→ Aim of the exercise
Please tally the lines in the rows below that contain the string "cargo", treating uppercase and lowercase as different, and give only the number.

→ Dataset excerpts
************

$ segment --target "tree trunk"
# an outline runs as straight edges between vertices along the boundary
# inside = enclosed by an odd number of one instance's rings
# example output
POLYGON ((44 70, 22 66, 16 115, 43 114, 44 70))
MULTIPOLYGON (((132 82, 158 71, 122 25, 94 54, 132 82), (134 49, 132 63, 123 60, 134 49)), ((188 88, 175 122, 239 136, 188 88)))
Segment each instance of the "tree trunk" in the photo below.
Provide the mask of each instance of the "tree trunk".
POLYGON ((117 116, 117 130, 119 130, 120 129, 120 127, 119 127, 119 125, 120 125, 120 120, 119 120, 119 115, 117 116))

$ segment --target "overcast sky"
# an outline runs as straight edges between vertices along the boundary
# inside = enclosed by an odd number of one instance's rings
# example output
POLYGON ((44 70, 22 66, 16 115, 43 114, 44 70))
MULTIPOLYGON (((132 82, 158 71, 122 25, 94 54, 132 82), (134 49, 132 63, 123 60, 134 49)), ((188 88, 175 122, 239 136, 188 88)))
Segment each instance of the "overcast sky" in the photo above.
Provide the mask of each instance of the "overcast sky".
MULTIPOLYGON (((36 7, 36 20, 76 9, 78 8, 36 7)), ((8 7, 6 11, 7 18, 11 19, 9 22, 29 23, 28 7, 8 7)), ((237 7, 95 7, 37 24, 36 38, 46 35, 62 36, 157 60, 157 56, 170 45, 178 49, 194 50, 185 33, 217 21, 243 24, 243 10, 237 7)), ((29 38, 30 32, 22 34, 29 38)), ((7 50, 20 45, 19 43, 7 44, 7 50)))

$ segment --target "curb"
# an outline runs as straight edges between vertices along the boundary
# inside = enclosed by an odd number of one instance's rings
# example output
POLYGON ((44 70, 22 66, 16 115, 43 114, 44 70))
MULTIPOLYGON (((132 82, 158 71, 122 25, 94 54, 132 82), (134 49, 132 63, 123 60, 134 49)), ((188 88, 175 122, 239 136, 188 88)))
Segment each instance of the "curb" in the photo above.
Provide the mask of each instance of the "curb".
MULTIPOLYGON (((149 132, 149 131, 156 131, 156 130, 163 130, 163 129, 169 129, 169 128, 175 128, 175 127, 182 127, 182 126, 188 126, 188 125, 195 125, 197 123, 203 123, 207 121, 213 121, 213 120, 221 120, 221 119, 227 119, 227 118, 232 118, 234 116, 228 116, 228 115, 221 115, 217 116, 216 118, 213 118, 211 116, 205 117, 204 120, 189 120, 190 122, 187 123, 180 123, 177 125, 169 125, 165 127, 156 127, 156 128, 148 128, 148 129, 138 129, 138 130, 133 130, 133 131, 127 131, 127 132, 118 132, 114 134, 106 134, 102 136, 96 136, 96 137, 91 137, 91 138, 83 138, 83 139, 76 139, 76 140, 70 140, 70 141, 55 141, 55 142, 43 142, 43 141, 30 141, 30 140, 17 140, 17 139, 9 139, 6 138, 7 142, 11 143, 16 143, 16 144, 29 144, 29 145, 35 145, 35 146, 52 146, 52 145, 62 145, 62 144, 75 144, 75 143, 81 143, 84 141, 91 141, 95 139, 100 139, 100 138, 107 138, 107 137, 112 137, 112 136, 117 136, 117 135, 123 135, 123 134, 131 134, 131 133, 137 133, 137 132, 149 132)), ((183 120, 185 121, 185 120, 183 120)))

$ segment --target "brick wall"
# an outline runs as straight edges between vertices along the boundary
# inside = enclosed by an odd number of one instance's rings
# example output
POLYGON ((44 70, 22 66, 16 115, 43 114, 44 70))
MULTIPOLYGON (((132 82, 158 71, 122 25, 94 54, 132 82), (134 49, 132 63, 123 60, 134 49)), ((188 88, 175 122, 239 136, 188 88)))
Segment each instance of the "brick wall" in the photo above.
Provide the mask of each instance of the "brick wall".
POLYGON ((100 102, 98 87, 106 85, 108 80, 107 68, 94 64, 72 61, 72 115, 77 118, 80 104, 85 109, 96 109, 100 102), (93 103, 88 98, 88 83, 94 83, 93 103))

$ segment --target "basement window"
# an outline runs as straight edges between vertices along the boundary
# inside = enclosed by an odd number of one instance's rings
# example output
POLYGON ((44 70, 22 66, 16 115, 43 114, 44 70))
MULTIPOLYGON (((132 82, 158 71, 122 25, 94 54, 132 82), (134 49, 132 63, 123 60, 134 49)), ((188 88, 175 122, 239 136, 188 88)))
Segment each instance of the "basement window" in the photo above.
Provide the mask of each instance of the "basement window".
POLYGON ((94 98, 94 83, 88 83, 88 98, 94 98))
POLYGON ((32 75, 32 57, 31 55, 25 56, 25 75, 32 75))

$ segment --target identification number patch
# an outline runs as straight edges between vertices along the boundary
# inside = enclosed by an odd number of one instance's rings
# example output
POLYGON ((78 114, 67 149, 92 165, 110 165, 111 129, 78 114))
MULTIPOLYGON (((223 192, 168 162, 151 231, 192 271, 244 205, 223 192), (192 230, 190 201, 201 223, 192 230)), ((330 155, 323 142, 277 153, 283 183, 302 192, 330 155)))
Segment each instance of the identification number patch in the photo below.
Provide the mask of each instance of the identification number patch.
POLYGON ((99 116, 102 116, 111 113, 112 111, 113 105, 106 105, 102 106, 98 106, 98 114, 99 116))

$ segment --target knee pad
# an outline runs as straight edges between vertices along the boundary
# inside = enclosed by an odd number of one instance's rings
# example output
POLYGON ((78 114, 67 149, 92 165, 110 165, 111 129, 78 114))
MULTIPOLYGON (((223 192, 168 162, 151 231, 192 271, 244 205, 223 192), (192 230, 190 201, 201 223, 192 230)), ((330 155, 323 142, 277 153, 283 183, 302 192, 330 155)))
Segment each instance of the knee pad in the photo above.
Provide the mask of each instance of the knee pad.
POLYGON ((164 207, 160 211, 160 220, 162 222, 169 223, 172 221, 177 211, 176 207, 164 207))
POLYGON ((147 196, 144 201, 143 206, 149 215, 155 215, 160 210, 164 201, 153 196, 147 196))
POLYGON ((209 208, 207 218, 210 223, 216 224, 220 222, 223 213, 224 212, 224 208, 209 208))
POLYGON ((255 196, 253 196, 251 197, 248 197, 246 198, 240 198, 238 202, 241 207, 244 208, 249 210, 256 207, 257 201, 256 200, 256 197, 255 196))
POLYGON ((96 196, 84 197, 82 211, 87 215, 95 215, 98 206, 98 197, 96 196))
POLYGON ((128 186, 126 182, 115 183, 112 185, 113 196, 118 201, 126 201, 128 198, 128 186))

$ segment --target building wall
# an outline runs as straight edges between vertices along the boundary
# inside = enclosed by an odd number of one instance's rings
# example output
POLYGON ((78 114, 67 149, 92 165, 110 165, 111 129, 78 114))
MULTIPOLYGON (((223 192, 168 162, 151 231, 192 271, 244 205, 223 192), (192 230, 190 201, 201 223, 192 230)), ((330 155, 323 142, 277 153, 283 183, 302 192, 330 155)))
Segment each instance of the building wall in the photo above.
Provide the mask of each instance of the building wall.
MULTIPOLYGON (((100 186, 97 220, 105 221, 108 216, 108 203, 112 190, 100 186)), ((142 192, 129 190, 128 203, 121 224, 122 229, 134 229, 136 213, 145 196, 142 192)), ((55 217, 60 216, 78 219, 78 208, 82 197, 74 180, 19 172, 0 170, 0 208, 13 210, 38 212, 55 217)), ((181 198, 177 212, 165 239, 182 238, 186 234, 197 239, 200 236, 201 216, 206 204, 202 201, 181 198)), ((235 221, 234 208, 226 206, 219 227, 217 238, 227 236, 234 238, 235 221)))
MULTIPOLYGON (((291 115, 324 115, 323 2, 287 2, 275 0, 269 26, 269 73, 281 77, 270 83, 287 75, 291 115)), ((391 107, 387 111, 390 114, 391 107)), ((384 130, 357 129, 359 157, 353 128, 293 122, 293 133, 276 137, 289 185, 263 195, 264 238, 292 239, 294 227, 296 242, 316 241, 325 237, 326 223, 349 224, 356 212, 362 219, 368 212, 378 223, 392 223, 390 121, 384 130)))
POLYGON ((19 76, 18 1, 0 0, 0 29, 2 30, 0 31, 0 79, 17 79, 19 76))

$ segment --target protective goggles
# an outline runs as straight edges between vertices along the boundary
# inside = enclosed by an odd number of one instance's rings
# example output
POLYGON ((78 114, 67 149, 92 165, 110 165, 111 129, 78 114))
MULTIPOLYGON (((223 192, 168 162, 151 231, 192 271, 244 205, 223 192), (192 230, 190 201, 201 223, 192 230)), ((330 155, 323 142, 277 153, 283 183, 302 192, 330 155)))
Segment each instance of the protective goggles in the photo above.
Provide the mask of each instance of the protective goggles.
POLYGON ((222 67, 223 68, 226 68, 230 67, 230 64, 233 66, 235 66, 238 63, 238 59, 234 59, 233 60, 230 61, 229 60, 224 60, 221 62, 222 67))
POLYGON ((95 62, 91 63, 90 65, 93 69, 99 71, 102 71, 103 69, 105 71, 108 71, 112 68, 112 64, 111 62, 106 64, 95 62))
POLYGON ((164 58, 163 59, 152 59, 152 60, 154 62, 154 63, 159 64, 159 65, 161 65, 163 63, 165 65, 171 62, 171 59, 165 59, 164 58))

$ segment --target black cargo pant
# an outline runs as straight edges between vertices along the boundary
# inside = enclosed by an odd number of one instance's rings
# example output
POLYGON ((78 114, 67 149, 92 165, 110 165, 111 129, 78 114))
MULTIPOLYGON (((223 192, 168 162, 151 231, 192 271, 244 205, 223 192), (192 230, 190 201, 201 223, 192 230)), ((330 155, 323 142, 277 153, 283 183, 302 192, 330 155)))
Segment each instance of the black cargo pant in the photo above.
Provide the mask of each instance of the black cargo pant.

************

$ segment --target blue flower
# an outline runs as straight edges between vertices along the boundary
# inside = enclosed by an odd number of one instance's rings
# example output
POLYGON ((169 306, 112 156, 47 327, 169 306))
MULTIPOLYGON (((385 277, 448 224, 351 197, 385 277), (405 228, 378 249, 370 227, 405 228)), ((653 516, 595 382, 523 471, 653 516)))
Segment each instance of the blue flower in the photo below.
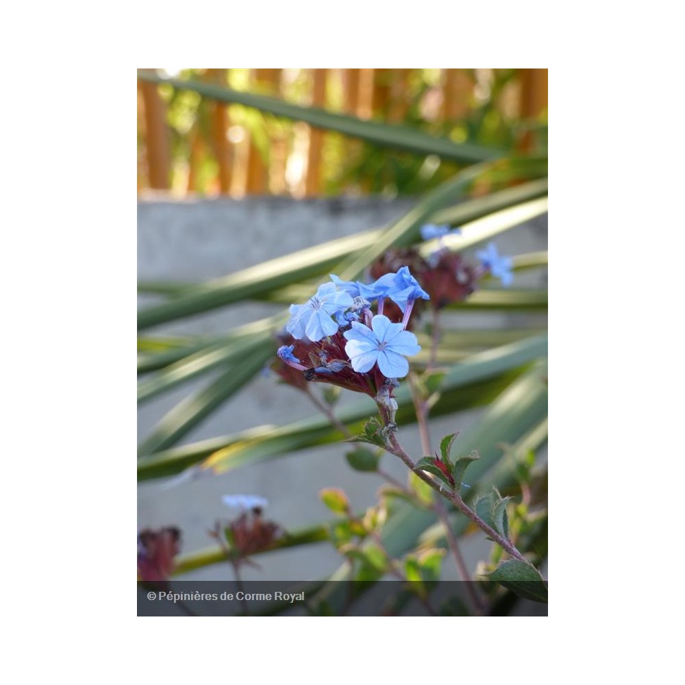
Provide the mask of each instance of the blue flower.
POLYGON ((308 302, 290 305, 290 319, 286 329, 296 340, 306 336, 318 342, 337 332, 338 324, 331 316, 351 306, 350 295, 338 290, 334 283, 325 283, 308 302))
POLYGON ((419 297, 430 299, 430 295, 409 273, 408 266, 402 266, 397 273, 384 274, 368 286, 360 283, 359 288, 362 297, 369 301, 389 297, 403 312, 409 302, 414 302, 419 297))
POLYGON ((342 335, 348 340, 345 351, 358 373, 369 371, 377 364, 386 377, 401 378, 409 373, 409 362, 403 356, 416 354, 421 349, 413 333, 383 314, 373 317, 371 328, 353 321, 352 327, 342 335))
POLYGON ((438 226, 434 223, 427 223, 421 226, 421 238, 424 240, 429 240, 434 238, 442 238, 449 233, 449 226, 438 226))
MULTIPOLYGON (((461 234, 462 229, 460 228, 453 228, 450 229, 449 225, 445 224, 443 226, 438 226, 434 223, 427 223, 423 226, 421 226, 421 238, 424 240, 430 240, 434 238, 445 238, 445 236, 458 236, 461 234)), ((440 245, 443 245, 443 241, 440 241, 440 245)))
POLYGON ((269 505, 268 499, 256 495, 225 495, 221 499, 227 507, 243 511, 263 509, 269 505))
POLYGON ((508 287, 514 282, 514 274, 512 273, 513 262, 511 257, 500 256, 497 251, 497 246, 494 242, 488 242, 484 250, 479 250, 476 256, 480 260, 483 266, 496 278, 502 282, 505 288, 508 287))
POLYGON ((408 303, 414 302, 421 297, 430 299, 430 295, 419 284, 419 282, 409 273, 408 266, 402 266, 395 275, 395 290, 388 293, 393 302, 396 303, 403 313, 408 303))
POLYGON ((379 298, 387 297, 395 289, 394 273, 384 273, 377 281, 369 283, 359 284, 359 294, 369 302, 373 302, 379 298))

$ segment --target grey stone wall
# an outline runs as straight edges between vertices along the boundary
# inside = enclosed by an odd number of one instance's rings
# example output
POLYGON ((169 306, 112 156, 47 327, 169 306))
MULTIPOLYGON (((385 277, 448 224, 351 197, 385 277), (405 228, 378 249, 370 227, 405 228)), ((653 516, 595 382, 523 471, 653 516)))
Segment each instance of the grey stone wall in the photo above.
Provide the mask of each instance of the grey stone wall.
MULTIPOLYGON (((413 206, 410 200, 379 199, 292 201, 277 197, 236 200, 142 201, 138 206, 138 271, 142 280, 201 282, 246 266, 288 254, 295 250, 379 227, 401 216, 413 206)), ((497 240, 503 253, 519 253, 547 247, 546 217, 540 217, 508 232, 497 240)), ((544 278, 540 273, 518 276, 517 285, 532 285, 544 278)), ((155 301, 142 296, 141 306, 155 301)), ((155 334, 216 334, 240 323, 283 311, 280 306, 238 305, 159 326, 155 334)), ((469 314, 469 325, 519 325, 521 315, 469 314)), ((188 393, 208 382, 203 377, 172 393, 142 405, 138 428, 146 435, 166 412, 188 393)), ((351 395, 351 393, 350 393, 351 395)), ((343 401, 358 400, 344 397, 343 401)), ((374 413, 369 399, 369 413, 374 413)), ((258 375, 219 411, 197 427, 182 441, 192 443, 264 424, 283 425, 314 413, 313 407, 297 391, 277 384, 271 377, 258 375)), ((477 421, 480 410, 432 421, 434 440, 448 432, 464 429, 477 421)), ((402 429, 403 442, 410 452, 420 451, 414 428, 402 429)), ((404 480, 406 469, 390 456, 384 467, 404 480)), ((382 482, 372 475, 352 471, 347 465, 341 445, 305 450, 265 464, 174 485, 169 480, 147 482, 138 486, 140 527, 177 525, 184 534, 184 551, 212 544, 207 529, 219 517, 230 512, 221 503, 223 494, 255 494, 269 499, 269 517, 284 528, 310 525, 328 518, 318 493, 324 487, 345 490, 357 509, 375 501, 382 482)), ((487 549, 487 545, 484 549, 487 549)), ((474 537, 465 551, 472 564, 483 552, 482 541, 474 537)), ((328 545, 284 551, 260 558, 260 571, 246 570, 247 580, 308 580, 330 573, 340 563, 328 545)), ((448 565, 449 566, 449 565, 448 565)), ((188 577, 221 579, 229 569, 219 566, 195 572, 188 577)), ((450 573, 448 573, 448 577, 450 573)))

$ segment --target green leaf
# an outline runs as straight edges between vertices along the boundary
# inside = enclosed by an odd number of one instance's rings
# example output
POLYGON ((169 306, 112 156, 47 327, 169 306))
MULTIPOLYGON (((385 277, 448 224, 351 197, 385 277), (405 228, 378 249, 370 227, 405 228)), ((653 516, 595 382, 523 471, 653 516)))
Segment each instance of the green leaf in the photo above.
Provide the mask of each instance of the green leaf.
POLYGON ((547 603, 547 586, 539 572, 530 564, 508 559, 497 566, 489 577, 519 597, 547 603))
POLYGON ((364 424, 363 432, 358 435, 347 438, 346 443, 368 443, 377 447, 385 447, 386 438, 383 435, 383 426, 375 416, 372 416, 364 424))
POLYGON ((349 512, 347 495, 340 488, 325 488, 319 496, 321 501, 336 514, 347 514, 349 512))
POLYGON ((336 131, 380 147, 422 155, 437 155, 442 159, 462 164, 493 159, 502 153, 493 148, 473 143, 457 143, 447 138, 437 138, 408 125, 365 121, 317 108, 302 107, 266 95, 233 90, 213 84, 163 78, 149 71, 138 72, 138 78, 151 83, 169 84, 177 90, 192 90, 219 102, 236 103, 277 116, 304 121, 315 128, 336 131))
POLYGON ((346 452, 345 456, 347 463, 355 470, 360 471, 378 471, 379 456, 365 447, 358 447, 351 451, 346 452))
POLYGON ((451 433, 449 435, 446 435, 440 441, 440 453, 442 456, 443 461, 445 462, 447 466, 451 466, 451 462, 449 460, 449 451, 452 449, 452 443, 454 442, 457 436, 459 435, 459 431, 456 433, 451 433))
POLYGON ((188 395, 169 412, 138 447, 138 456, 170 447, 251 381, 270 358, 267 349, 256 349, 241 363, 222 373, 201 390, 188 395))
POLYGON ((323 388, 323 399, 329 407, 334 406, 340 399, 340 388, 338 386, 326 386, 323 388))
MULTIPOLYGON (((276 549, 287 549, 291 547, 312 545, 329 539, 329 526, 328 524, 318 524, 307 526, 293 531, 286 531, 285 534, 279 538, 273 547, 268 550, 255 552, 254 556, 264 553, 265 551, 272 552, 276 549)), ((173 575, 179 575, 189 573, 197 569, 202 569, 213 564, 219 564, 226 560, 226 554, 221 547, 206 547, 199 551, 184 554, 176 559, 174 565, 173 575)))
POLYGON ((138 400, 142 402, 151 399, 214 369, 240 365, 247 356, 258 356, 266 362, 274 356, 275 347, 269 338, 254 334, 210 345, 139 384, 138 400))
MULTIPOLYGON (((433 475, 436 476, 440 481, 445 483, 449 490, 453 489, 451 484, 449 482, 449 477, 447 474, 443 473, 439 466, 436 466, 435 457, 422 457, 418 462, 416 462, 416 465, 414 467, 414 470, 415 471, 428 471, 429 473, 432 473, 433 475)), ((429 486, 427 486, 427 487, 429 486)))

************

→ The completed task
3